[文本片段]
菜鸟的Spark 源码学习之路 -3 TaskScheduler源码 - part3

程序员文章站 2022-07-14 11:08:55

...

上一篇文中讲到TaskScheduler中的任务启动流程：https://blog.csdn.net/u012543819/article/details/81510632

作者继续查看源码发现，TaskScheduler还有许多关于task管理， executor管理的东西，决定继续研究TaskScheduler如何对这些进行管理的。

1. task 管理

这里task执行结果处理主要有三个部分：

(1) 处理返回结果

(2) 处理执行成功的task

(3) 处理执行失败的task

菜鸟的Spark 源码学习之路 -3 TaskScheduler源码 - part3

三个方法的源码如下：
def handleTaskGettingResult(taskSetManager: TaskSetManager, tid: Long): Unit = synchronized {
  taskSetManager.handleTaskGettingResult(tid)
}

def handleSuccessfulTask(
                          taskSetManager: TaskSetManager,
                          tid: Long,
                          taskResult: DirectTaskResult[_]): Unit = synchronized {
  taskSetManager.handleSuccessfulTask(tid, taskResult)
}

def handleFailedTask(
                      taskSetManager: TaskSetManager,
                      tid: Long,
                      taskState: TaskState,
                      reason: TaskFailedReason): Unit = synchronized {
  taskSetManager.handleFailedTask(tid, taskState, reason)
  if (!taskSetManager.isZombie && !taskSetManager.someAttemptSucceeded(tid)) {
    // Need to revive offers again now that the task set manager state has been updated to
    // reflect failed tasks that need to be re-run.
    backend.reviveOffers()
  }
}

它们都在TaskResultGetter.denqueueSuccessfulTask方法中被调用。

/**
 * Runs a thread pool that deserializes and remotely fetches (if necessary) task results.
 */
private[spark] class TaskResultGetter(sparkEnv: SparkEnv, scheduler: TaskSchedulerImpl)

[任务 1]
根据上面的文本片段回答：
(a) task 执行结果的处理主要分为哪三个部分？
(b) 在 handleFailedTask 中，什么条件成立时会调用 backend.reviveOffers()？
(c) 这三个方法在哪个方法中被调用？

[条目]
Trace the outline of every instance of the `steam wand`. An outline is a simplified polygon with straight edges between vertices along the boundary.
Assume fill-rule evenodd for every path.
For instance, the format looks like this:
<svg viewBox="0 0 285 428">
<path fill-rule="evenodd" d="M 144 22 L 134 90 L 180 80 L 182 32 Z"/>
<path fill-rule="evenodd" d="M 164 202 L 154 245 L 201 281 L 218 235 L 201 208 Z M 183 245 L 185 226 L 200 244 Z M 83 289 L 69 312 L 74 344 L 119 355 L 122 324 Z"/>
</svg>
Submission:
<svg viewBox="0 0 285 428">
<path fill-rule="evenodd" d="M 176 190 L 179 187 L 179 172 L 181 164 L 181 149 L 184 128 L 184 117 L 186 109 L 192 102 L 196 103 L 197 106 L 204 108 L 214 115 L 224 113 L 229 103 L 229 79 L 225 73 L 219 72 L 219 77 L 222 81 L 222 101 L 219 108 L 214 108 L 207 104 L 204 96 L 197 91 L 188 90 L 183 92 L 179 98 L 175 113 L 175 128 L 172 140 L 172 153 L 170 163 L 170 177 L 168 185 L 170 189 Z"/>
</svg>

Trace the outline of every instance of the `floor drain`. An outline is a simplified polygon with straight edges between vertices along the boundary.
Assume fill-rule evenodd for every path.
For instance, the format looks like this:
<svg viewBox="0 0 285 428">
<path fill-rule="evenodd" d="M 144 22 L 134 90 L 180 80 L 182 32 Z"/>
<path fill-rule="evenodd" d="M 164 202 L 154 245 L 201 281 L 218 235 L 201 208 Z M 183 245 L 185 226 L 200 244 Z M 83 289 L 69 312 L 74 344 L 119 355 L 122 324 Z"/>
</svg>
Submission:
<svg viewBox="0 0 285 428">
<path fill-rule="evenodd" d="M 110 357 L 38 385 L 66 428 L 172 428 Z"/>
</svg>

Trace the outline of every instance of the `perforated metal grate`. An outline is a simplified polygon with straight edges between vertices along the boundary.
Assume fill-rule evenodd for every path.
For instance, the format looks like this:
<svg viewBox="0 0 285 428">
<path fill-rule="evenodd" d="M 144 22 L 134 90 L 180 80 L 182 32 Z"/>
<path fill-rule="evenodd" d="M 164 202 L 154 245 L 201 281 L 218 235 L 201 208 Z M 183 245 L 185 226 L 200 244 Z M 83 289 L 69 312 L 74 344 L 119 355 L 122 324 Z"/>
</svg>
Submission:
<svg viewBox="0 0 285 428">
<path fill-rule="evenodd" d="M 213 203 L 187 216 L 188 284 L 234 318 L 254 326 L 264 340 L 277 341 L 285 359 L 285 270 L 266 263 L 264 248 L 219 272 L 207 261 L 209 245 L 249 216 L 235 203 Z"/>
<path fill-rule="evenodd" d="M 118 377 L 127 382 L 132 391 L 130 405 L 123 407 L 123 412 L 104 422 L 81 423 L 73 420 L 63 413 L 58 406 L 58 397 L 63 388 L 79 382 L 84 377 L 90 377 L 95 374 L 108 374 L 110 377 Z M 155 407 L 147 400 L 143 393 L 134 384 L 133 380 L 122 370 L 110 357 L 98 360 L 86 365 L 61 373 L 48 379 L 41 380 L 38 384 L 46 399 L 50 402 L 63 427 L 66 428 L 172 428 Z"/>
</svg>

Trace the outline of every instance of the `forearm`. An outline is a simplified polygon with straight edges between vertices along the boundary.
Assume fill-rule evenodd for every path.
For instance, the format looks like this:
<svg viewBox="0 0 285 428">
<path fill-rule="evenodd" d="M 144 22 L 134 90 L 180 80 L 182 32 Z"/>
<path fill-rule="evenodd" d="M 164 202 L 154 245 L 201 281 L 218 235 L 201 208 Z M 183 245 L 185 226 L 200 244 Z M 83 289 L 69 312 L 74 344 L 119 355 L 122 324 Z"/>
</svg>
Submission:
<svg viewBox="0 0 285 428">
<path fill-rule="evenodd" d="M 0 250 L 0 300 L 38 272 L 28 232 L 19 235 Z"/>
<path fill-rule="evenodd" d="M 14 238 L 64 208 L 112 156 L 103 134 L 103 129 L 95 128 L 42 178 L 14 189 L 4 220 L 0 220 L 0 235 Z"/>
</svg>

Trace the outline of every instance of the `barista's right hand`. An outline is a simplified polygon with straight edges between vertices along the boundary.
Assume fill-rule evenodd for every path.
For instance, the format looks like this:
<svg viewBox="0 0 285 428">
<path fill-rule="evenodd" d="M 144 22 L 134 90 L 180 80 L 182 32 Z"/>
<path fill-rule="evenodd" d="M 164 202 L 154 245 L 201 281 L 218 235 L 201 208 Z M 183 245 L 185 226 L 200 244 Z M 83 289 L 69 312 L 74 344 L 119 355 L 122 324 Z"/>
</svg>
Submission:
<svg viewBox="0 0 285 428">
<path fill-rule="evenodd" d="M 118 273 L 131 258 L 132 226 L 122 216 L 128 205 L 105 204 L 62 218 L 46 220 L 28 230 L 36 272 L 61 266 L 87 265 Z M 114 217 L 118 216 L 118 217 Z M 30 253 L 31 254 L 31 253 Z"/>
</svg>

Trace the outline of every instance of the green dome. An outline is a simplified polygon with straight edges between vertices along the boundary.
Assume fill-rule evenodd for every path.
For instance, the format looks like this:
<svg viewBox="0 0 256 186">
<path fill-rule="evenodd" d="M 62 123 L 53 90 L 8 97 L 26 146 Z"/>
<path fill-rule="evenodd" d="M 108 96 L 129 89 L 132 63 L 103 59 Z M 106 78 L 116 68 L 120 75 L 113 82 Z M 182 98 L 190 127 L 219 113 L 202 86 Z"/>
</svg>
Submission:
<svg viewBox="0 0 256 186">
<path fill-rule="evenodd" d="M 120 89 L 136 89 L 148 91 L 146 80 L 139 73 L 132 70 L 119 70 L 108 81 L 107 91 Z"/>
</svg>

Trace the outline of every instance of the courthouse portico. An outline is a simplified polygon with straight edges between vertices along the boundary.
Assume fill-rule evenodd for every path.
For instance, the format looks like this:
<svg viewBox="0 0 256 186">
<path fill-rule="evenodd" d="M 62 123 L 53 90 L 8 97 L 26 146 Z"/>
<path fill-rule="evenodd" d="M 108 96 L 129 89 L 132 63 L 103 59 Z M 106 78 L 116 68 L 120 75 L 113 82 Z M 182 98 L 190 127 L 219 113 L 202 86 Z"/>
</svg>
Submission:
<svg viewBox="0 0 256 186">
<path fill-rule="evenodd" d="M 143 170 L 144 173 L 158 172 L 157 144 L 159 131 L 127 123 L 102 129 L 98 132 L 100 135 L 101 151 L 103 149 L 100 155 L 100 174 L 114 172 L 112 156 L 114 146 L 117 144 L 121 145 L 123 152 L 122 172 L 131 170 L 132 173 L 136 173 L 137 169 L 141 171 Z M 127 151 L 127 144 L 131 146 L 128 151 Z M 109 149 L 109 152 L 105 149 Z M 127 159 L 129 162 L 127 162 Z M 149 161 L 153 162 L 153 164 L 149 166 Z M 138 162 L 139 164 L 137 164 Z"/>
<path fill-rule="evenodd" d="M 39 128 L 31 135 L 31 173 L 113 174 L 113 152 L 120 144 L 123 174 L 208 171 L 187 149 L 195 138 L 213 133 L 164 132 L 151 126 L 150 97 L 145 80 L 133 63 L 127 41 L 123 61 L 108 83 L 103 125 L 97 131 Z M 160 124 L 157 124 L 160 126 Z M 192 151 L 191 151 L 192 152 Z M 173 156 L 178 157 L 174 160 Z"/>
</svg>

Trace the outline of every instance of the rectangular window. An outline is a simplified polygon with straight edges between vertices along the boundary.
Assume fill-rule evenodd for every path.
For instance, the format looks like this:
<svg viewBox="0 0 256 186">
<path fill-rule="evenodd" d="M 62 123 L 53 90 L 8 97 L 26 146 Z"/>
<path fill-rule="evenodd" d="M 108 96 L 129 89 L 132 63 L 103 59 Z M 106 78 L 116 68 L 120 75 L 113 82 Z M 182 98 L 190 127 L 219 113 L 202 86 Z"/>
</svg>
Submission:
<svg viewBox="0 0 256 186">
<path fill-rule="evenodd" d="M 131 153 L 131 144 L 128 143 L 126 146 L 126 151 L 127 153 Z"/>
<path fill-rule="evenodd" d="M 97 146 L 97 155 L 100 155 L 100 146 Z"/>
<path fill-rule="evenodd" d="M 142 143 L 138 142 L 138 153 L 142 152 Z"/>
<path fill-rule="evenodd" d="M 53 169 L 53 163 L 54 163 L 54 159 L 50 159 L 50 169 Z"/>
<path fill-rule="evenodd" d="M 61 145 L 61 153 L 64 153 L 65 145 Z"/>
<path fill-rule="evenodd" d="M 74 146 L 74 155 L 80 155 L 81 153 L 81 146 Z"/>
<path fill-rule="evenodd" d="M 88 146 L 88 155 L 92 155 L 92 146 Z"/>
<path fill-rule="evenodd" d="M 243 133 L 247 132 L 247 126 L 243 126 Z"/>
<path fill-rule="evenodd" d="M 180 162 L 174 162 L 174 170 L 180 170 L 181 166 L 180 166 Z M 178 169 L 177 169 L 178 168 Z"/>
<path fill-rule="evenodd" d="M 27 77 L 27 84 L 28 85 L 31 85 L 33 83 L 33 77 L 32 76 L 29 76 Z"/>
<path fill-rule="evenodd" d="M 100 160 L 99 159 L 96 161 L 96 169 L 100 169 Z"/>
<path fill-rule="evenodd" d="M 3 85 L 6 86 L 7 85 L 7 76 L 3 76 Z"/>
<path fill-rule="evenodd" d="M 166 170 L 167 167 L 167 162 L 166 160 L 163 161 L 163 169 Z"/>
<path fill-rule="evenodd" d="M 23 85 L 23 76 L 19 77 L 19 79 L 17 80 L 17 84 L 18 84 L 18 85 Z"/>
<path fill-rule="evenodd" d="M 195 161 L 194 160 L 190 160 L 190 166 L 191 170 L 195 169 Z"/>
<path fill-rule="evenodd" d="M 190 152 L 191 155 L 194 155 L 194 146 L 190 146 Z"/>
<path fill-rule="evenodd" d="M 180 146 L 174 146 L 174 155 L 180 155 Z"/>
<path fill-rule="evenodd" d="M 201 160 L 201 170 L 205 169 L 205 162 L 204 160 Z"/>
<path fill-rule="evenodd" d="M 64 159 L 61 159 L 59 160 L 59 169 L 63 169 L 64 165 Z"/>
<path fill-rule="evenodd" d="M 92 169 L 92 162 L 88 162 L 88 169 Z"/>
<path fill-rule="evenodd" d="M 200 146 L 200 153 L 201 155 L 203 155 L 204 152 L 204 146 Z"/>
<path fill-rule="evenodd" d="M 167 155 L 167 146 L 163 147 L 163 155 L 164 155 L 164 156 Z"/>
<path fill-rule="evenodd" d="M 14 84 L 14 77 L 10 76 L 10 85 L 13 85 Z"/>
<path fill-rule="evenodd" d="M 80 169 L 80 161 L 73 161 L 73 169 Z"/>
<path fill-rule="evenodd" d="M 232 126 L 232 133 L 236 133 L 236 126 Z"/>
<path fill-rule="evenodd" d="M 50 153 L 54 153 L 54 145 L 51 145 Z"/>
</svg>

[任务 2] 上面的条目中有几行含有字符串“along”？区分大小写，只写数字。

[答案 1]
(a) 处理返回结果、处理执行成功的 task、处理执行失败的 task。
(b) taskSetManager.isZombie 为假，并且 taskSetManager.someAttemptSucceeded(tid) 也为假。
(c) TaskResultGetter.denqueueSuccessfulTask 方法。

[答案 2] 8